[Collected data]
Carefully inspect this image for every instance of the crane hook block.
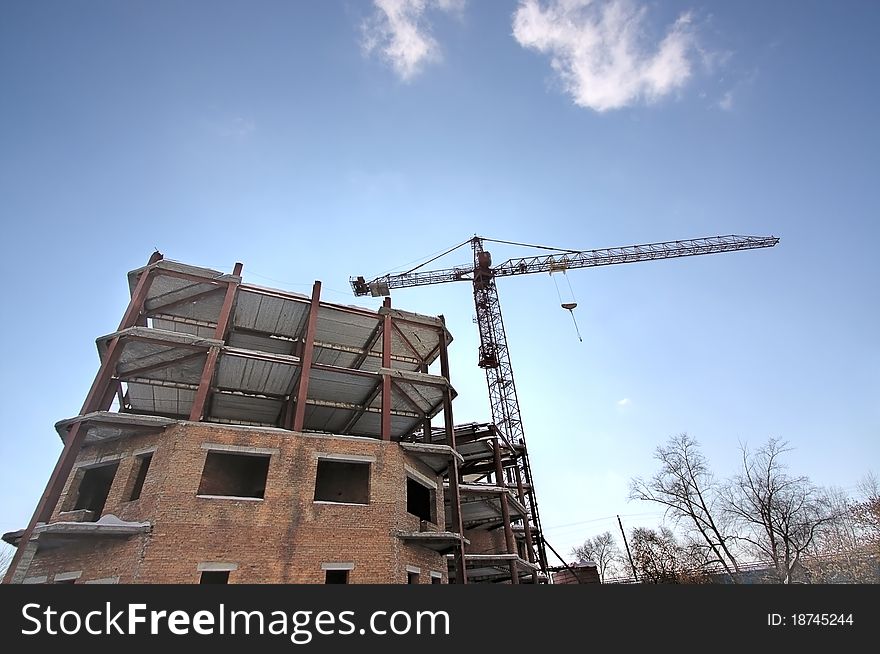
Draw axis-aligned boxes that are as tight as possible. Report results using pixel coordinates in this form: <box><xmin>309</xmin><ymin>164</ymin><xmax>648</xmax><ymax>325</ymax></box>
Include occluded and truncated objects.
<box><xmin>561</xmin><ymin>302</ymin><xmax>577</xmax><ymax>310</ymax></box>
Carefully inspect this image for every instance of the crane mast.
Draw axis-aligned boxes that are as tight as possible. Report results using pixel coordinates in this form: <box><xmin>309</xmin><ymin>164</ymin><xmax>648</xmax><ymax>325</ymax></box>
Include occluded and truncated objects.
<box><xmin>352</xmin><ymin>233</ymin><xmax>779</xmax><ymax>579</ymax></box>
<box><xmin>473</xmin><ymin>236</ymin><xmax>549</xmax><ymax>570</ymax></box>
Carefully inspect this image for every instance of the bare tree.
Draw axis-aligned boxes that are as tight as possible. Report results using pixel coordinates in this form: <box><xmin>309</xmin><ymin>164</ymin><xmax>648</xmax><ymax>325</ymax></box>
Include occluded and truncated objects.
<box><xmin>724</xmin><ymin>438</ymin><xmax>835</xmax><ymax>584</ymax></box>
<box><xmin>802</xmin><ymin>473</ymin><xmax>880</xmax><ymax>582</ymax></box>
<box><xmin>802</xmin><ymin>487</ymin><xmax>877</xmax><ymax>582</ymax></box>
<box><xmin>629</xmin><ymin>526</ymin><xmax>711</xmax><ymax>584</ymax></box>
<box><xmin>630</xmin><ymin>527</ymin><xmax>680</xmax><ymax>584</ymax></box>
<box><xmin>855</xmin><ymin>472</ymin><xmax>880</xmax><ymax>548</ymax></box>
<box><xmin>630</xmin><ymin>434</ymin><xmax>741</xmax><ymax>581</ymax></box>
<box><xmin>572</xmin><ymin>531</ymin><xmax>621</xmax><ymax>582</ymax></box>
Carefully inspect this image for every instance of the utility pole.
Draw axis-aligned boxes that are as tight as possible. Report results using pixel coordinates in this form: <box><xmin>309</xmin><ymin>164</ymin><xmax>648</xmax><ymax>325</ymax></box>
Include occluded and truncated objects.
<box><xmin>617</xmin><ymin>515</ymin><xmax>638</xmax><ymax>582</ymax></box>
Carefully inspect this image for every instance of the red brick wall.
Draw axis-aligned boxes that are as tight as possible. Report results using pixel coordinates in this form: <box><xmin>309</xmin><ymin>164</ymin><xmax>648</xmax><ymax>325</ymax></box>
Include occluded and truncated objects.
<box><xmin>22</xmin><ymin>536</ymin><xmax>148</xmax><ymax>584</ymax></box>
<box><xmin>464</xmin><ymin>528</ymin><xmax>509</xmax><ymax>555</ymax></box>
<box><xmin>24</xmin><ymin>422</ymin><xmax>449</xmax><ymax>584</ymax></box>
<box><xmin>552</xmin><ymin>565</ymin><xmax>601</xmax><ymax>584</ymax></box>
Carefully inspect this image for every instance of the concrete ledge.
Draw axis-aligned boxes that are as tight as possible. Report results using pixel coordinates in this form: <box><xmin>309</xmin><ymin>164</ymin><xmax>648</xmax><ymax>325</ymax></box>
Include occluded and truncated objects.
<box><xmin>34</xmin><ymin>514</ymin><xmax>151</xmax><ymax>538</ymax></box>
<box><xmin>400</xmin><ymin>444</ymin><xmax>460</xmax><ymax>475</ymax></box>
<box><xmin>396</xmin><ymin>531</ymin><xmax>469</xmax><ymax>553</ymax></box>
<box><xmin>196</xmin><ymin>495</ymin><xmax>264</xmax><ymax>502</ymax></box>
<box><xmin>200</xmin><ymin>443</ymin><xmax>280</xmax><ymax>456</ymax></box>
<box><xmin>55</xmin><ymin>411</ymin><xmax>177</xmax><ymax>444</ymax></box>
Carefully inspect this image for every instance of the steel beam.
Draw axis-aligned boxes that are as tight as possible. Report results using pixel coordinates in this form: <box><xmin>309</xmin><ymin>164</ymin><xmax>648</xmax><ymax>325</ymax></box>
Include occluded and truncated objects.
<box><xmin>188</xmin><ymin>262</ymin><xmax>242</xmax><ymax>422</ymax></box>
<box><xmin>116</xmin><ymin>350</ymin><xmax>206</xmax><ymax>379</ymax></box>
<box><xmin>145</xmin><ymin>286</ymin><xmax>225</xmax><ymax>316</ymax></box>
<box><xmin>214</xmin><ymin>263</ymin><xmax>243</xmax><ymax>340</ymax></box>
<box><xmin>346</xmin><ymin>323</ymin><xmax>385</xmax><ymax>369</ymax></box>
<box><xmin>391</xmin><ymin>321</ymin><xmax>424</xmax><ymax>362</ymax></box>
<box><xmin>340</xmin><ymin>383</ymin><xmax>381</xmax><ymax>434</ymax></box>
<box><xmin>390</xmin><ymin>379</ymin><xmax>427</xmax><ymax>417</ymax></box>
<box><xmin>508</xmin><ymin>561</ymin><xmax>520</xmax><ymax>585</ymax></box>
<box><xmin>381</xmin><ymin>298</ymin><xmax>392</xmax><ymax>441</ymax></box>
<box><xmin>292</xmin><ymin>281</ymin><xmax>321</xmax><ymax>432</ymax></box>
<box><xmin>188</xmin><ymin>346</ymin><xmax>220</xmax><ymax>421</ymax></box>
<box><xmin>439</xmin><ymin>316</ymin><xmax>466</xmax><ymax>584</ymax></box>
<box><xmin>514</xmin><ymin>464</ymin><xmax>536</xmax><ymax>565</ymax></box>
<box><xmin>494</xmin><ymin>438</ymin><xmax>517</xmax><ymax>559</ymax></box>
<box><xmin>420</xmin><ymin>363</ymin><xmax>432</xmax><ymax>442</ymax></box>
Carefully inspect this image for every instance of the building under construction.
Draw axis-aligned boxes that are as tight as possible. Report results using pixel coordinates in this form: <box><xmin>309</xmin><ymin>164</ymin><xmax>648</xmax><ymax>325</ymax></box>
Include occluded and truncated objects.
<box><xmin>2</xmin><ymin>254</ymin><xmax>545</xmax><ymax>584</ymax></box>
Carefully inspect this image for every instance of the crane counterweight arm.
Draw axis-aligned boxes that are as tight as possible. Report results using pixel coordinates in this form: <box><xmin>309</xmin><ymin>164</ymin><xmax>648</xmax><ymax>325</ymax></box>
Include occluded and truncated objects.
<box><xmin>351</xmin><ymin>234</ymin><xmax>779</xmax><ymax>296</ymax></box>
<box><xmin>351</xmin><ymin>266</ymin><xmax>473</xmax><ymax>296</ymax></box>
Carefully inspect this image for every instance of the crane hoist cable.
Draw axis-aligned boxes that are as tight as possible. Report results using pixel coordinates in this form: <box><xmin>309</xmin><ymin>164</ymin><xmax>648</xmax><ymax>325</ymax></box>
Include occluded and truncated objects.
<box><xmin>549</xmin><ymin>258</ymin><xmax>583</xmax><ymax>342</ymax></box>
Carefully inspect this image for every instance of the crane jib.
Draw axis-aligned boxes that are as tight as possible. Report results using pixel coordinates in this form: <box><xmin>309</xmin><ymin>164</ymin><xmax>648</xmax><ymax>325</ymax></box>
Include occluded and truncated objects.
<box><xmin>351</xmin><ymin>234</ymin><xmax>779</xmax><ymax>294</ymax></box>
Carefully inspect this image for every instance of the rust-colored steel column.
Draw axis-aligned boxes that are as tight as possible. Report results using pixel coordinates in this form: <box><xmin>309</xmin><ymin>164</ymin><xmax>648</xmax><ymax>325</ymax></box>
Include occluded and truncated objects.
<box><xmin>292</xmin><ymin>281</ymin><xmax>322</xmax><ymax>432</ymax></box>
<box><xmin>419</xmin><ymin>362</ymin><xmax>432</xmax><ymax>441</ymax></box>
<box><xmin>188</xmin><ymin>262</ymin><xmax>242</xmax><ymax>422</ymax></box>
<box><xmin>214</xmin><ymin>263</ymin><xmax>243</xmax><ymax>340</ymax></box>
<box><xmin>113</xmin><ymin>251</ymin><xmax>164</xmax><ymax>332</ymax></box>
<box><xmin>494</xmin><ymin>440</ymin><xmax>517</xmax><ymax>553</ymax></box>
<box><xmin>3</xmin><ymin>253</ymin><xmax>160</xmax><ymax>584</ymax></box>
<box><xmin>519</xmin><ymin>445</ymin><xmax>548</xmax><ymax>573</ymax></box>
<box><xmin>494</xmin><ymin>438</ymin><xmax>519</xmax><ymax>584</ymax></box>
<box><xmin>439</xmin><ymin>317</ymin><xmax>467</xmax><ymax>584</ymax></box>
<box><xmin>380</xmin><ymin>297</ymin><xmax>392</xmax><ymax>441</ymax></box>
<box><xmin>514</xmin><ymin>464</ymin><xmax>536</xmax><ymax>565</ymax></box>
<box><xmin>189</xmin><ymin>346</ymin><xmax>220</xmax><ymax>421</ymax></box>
* * *
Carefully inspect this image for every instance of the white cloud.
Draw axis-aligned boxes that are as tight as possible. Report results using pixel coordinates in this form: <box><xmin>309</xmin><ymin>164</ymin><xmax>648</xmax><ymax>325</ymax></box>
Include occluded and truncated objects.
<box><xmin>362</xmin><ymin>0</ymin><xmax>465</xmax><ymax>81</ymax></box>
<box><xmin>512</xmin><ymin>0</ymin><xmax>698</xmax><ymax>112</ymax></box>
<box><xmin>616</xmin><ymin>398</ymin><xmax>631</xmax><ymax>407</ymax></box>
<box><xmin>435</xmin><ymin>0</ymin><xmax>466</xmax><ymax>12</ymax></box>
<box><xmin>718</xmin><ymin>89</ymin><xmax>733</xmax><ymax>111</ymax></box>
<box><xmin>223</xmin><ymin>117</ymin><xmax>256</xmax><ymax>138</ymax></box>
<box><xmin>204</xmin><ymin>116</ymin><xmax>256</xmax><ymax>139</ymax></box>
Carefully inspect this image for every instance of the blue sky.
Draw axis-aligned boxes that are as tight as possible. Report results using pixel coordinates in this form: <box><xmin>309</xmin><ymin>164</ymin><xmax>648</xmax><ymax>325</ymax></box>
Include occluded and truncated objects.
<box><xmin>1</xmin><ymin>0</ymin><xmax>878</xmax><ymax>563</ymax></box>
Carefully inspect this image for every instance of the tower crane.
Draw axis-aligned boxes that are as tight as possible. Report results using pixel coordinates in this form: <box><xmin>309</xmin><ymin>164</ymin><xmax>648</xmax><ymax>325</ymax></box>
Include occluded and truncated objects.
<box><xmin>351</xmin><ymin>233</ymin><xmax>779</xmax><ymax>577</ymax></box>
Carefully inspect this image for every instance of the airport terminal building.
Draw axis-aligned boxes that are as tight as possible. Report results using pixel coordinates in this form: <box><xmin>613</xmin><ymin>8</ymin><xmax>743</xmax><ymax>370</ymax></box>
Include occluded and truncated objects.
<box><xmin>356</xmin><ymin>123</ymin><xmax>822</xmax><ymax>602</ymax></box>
---
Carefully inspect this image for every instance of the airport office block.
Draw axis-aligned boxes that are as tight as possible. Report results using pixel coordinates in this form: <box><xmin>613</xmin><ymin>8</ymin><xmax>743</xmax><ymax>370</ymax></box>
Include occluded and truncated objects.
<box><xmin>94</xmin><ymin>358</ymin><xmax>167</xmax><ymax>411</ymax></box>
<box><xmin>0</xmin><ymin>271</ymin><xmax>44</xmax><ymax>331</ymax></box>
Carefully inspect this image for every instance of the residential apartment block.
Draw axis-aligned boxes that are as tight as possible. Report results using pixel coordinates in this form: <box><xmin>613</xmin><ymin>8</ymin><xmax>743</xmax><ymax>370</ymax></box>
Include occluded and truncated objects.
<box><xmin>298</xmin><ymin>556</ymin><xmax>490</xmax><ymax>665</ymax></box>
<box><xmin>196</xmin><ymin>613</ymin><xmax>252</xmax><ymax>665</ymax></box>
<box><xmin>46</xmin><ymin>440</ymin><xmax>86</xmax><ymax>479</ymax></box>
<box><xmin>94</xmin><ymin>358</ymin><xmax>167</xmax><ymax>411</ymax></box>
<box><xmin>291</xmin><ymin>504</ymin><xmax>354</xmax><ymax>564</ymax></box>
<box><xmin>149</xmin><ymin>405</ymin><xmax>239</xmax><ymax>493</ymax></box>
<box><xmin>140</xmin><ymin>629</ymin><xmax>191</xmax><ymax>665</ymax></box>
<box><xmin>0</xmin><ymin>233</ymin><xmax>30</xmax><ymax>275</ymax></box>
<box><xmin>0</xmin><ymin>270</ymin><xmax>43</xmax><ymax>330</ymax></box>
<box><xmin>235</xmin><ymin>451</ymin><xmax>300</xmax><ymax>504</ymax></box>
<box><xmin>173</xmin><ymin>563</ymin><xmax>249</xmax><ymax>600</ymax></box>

- [WHAT NEEDS TO BE DONE] Look through the data above and return each line where the string "building" occurs.

- [SOLUTION TO THE EXERCISE]
Carefully inspect this image for every instance of the building under construction.
Carefully inspect this image for every instance of the airport terminal building.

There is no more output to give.